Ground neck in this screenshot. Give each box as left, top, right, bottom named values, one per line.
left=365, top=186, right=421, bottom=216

-------------------------

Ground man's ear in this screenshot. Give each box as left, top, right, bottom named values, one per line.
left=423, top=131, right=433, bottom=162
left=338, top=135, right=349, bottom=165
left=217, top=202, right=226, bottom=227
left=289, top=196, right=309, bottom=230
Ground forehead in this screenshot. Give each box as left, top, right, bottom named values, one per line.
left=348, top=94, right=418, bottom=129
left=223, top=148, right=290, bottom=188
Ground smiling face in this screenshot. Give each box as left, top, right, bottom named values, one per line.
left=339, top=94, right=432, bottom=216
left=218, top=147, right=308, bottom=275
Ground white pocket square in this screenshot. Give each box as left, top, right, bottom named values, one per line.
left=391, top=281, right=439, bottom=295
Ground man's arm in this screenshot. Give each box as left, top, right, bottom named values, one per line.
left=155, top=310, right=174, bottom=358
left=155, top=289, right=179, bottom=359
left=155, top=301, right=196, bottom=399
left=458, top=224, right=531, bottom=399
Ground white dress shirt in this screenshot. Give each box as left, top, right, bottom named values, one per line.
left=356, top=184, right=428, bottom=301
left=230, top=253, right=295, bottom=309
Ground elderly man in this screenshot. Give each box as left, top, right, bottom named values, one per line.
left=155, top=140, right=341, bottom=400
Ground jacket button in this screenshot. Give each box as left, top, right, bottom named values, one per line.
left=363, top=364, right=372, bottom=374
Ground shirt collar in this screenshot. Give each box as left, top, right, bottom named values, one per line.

-------------------------

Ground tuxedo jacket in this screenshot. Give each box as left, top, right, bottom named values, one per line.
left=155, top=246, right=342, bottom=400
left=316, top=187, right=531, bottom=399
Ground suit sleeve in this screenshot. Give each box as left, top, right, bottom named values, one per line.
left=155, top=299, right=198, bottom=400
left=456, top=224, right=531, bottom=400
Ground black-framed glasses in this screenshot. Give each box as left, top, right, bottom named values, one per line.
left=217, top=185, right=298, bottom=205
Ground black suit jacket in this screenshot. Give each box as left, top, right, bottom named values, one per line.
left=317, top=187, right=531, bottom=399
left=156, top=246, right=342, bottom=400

-------------------------

- **Exercise aim**
Return only the lines between the one holding "Ground jacket button" and the one holding "Ground shirt collar", inclusive, exactly as they appear above.

- **Completed exercise**
Ground jacket button in this screenshot. Give each box as left, top, right, bottom named values, one per line.
left=363, top=364, right=372, bottom=374
Ground shirt collar in this screenshot. Give each box as left, top, right, bottom named values, one per line.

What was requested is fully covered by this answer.